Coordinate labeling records
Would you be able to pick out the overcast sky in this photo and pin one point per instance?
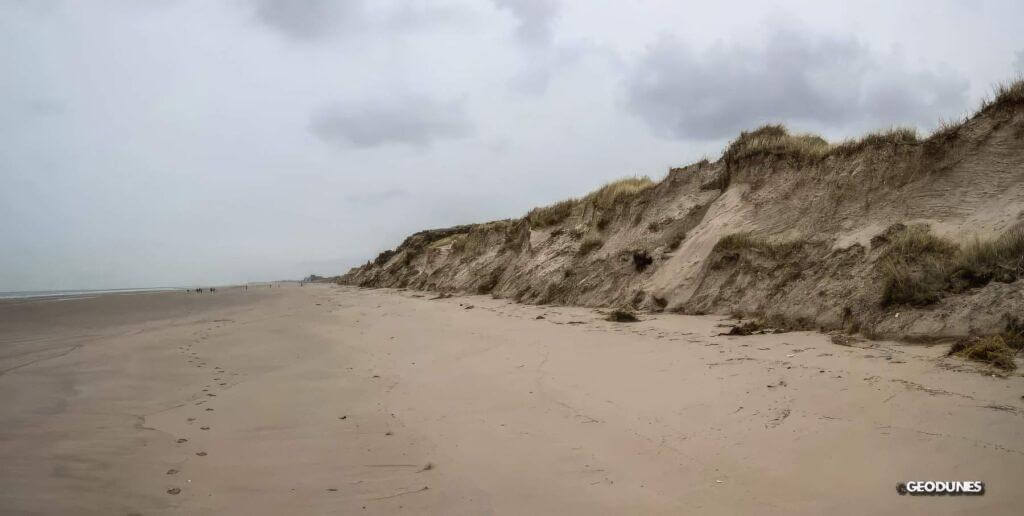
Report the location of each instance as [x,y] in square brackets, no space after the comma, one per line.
[179,142]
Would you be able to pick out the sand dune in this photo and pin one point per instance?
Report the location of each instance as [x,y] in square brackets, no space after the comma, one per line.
[327,399]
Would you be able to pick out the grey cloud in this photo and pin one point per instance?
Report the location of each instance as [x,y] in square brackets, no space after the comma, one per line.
[308,19]
[412,121]
[317,19]
[373,198]
[46,106]
[536,18]
[797,76]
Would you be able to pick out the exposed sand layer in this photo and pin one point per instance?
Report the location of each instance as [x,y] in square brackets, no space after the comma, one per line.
[327,399]
[817,227]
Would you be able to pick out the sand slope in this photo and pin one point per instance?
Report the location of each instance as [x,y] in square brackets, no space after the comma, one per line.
[965,184]
[333,400]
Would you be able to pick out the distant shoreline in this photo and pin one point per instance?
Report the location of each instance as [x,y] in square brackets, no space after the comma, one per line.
[77,293]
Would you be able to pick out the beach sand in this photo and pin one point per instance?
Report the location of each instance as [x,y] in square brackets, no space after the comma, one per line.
[325,399]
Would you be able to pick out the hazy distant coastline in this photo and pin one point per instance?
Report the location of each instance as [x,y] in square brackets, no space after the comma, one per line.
[76,293]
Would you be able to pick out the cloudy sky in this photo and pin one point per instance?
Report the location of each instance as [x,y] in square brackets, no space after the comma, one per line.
[177,142]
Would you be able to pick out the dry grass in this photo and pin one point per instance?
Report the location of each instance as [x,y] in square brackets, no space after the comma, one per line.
[775,140]
[614,191]
[919,266]
[747,241]
[451,239]
[604,198]
[551,215]
[992,349]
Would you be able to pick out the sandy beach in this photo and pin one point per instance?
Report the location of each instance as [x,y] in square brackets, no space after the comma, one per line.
[325,399]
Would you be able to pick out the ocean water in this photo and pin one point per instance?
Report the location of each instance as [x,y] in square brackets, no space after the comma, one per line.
[76,293]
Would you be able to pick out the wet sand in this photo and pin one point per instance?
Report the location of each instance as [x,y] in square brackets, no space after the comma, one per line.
[325,399]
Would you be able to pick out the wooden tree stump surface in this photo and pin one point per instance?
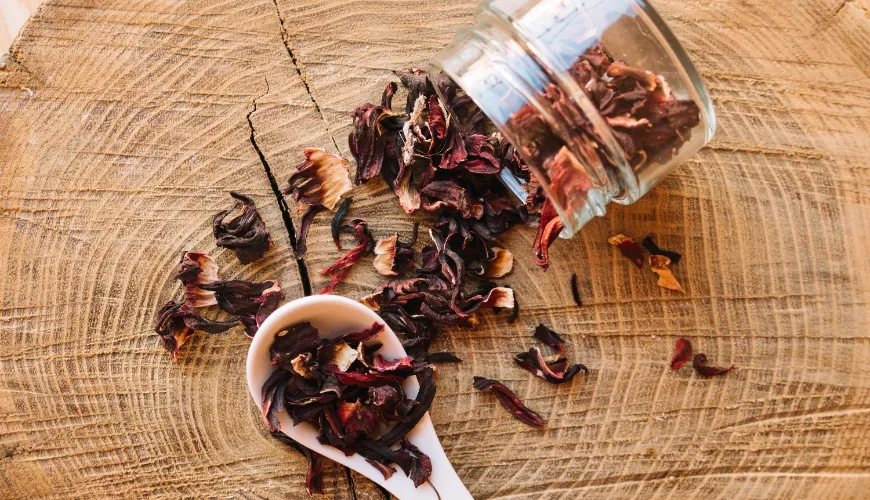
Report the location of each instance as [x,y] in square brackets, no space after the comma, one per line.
[123,124]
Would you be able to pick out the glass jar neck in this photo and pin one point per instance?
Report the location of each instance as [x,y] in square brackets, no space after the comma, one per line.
[515,82]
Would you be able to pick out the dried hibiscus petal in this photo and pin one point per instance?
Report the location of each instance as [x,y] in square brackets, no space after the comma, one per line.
[302,237]
[448,194]
[244,233]
[653,249]
[373,130]
[575,292]
[550,228]
[509,401]
[629,248]
[177,322]
[501,263]
[339,271]
[335,225]
[292,342]
[682,353]
[251,302]
[393,257]
[550,338]
[659,265]
[321,179]
[555,370]
[699,363]
[197,269]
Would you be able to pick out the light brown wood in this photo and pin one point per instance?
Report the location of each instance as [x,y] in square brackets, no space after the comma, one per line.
[138,125]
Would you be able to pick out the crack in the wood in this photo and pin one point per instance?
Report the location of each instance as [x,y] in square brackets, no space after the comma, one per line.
[285,38]
[282,203]
[11,57]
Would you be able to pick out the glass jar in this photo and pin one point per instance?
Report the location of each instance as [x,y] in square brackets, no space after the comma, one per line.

▶ _YOUR INSTRUCTIONS_
Could you repeat all of the records above word for word, leaving out the pictures?

▶ _RESULT OF THIS EXERCISE_
Would you be able to pick out the overcast sky in this photo and pin one point per instance?
Report the location of each instance as [x,y] in square brackets, no space after the comma, one per line.
[179,142]
Would you be able to pick out the sand dune in this photo and pin one point per instance?
Report the location of each instance as [x,y] in square brackets, no space after the comma, one per line.
[327,399]
Would you be able to pick out the grey cloud in this photo and pin one point per instance?
Report the location of each instance as [x,y] in square brackets, no space after the comma, one per line.
[308,19]
[412,121]
[317,19]
[373,198]
[46,106]
[536,18]
[797,76]
Would you be able to pick out the exposed sand layer in this photo and pin one point per instance?
Report the location of each instance as [x,y] in square brackets, no space after the comma, one per line.
[327,399]
[817,227]
Would you be able to pick out the sand slope in this photo and pin one point per instance?
Report the location of each instance as [x,y] in square brackets, no space after the comma, one per line.
[965,184]
[333,400]
Would you be able to pick out the distant shoreline in this photo and pin one point per instance?
Report the location of each instance as [x,y] in square brackets, no space after the comma, one per line.
[77,293]
Would you be able to pick out the beach sand in this photo and pin one point per instance?
Report the location of each instance as [x,y] in square brackets, no space after the comma, one per line.
[325,399]
Would you be able to pick out the hazy distant coastline in this photo and pin one point per instance?
Report the location of each instance as [x,y] in square brackets, no space after the comma, one per line.
[76,293]
Would you be able to pick out the cloudy sky in this photo and pin one point per instance?
Report the location of each instance as [x,y] in square brackets, no space after the comma, one per line.
[177,142]
Would you be able to pick out the dry grass in this photo and pin one point per instance?
Report the location of each instance as [x,y] in square brackets, no space after the comma, one per line.
[775,140]
[614,191]
[919,266]
[747,241]
[451,239]
[604,198]
[551,215]
[992,349]
Would you be able to pick out the sandy beach in this photo and pin one point per instance?
Report the location of each instance as [x,y] in square brackets, no space after the comma, one per line.
[325,399]
Would you be able to pick out the ocean water in this photo and pin one point per instance?
Report the location of each instance as [x,y] in square brackets, no space after the comma, one per line.
[76,293]
Would you be able to pick out the wet sand in this photo and pin one point per instance?
Report the location of each instance as [x,y] in square brackets, no space after the comma, one per line.
[325,399]
Would you be able to pick out the wooden tree stump surface in this photo and pin one point per instance?
Report the location of each instance as [x,y] in square brackets, no space after the comma, one per line.
[123,124]
Would you be able to pick out the glass jar neck in this photo and pin one point per instance?
Report the location of each instance as [x,y] in square brackets, no space after the comma, one per line.
[515,82]
Would you be able to pick out the dried hibiscus petal in this photo and pin one point per instance?
Report the location of each instance as [x,y] in square brackets, no space after the comma, one per line.
[302,237]
[448,194]
[244,233]
[653,249]
[373,130]
[575,292]
[550,228]
[509,401]
[629,248]
[177,322]
[501,263]
[339,271]
[335,225]
[292,342]
[682,353]
[251,302]
[393,257]
[550,338]
[659,265]
[321,179]
[555,370]
[699,363]
[197,269]
Would you be able to pick out the light brown wood in this photo and pin one point per instance?
Report the location of each instance as [x,y] in square brackets, no space after the comma, one per line.
[138,125]
Would you be able to pick out the crack in the wood in this photo and pin one point per instance?
Report the location of each instance as [x,y] in square brackets, no space after the comma, one per line.
[285,38]
[282,203]
[11,57]
Would you be able to pick out the glass jar in this photo and pin one point per instance?
Report the location of each instance as [x,y] in square brackets, no space after the comma, one per line.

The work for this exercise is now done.